## REQUIRED ACTION
Your reply should be the complete data, reproduced exactly.

## EXERCISE DATA
=-=-=

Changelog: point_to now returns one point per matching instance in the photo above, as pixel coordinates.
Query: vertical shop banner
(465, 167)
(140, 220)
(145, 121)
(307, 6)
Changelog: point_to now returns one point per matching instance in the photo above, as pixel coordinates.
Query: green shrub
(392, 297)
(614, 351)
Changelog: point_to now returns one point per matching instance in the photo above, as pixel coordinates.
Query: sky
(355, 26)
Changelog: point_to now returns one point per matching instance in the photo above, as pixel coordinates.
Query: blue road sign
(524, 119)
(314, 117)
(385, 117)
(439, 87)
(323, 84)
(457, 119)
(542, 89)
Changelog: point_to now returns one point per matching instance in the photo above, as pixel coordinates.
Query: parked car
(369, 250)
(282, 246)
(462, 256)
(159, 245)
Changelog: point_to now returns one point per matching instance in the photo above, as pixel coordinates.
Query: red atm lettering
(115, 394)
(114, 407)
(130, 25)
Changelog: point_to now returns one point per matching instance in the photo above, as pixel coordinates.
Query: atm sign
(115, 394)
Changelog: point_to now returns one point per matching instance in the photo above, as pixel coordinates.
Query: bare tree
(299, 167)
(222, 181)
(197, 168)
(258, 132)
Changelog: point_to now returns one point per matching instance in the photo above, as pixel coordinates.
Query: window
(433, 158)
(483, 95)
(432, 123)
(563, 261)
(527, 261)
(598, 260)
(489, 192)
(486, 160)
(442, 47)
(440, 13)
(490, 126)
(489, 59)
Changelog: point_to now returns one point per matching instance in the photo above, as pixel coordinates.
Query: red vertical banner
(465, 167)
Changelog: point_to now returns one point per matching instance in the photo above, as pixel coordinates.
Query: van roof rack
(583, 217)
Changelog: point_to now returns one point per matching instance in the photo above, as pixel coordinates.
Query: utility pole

=-=-=

## WORKED SOLUTION
Changelog: point_to now returns one point per matching instance in the photo above, as pixel coordinates.
Query: vertical shop banner
(465, 167)
(140, 220)
(145, 121)
(307, 6)
Changelog: point_to now returns one point per matching instance in the photo above, as pixel coordinates.
Query: green shrub
(392, 297)
(614, 351)
Changelog: point_to now returns one point per matching instance in the photo above, as pixel coordinates.
Query: sky
(355, 26)
Changelog: point_to now returns one point per matching instance in the photo above, as pixel coordinates.
Query: blue road sign
(524, 119)
(314, 117)
(385, 117)
(439, 87)
(323, 84)
(457, 119)
(542, 89)
Changelog: point_to now returns one point per matching instance in the photo above, as pixel coordinates.
Query: parked car
(369, 250)
(282, 246)
(462, 256)
(159, 245)
Changelog: point_to now returns one point per matching instance in the photo above, as pixel coordinates.
Query: red atm lettering
(115, 394)
(114, 407)
(130, 25)
Changelog: point_to now returns one point per matching instance in the photo above, as pixel coordinates.
Query: atm sign
(115, 394)
Changelog: point_to now returns one point per matching instance in the photo above, as pixel coordinates.
Query: bare tree
(299, 167)
(222, 181)
(197, 168)
(258, 132)
Changelog: point_to now returns one point per matching instance in the photo above, as pixel coordinates.
Query: window
(433, 158)
(483, 95)
(432, 123)
(563, 261)
(527, 261)
(598, 260)
(489, 192)
(486, 160)
(442, 47)
(440, 13)
(490, 126)
(489, 59)
Changelog: point_to now returns one point per matching instance in the photo above, as pixel coordinates.
Query: red vertical banner
(465, 167)
Changelog: point_to now returns one point per matching instance in the photo above, as pixel coordinates.
Query: van roof rack
(583, 217)
Changelog: point_to now returns one point per matching instance in the photo above, as pixel coordinates.
Query: utility pole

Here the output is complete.